• DATA FOR THIS TASK:
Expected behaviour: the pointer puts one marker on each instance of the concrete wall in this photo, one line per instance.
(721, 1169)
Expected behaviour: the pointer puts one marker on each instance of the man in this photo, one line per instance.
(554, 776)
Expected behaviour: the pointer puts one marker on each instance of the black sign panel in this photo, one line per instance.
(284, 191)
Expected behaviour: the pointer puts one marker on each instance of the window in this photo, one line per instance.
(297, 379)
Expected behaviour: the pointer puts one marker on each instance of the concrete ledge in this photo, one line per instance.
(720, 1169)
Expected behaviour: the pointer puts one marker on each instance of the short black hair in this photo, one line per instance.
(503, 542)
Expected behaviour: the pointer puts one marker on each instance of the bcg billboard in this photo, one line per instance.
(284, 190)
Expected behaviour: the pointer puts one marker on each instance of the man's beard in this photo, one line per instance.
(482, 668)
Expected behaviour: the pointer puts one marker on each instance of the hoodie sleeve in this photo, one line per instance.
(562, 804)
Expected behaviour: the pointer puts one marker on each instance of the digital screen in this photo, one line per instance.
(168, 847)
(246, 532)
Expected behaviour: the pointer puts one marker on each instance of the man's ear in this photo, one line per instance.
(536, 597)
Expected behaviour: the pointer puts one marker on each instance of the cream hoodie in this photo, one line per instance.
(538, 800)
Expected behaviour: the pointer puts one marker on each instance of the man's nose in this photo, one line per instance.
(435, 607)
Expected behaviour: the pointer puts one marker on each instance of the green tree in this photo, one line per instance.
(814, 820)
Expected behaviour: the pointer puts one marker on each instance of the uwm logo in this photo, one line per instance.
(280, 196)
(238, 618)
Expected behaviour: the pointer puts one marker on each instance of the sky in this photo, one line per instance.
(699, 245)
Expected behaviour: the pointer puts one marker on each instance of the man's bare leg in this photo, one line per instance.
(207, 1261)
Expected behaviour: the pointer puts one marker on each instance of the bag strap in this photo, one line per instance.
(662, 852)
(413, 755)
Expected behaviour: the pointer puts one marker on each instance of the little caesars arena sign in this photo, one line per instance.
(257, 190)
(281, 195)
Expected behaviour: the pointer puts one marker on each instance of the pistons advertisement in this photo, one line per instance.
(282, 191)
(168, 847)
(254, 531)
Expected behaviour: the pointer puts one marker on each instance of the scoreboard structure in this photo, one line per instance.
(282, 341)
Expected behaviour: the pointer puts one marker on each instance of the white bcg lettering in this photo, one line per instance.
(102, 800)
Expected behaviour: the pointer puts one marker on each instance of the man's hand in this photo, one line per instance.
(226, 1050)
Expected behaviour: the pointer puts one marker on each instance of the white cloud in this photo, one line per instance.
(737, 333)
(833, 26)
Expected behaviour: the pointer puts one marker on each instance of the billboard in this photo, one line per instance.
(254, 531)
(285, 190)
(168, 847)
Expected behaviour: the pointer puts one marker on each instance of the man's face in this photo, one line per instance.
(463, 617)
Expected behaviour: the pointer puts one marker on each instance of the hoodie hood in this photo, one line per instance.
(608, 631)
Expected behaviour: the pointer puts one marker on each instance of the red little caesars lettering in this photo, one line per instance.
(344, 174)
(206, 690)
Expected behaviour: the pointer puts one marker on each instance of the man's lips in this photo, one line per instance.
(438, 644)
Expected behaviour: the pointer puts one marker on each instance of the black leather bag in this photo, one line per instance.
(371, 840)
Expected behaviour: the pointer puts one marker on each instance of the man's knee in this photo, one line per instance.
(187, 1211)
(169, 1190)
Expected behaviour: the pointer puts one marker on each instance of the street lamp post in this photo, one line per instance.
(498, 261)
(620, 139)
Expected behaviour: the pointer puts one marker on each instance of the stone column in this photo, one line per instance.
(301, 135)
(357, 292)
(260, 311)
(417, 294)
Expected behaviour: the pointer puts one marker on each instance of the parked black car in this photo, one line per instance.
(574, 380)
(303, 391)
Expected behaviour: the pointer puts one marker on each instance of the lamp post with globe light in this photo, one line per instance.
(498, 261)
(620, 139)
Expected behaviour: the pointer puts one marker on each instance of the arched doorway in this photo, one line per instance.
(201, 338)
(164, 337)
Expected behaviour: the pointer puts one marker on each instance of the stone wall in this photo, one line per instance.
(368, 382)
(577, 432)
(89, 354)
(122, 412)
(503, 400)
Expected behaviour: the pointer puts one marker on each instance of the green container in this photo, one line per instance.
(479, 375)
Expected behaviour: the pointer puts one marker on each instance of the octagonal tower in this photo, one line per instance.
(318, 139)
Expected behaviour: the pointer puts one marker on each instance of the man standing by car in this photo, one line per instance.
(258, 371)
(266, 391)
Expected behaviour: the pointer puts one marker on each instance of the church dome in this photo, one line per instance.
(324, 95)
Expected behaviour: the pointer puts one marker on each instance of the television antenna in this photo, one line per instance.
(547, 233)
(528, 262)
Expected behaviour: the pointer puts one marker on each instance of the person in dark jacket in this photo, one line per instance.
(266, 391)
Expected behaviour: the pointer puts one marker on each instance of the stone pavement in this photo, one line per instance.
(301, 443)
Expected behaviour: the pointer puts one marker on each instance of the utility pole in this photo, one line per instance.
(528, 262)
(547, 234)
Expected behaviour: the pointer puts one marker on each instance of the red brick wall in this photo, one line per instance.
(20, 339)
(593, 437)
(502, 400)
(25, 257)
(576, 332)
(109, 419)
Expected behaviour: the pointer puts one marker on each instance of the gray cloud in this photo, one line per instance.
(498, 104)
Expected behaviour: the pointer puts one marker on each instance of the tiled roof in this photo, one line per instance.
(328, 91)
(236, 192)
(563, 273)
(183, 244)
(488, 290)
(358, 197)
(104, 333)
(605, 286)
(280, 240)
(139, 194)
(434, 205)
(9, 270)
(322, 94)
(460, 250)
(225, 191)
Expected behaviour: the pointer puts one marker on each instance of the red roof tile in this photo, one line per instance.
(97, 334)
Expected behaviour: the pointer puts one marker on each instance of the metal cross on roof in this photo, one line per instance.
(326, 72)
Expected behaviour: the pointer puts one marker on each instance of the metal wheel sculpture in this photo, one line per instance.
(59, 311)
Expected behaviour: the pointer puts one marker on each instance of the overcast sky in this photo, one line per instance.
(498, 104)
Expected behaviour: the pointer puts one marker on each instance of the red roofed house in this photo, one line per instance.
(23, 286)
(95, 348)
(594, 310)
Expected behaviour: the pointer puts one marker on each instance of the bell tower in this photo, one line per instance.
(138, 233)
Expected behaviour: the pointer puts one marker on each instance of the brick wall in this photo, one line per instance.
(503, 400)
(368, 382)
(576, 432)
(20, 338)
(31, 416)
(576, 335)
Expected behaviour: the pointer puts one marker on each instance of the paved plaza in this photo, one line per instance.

• WHAT YOU NEED TO DO:
Return, unchanged, the lines of the items from the one containing "of the overcast" up to and including the final line of the items.

• TASK ANSWER:
Expected behaviour: the pointer puts one marker on each instance of the overcast sky in this photo, one line per instance.
(498, 104)
Expected behaviour: the pointer puts one marker on each instance of the red roofed house in this photo, one line per instance.
(23, 286)
(95, 348)
(594, 310)
Expected behaviour: the pointer puts one marker on each instance of the bell tower in this photo, one line per instance.
(138, 233)
Expected behaviour: the pointer puts one marker on each instance of the brick wall in this photo, one line per instance.
(503, 400)
(368, 382)
(576, 432)
(20, 338)
(31, 416)
(576, 335)
Expected behaviour: the pointer puts one marker on each instance of the paved plaza in this photo, one line per instance.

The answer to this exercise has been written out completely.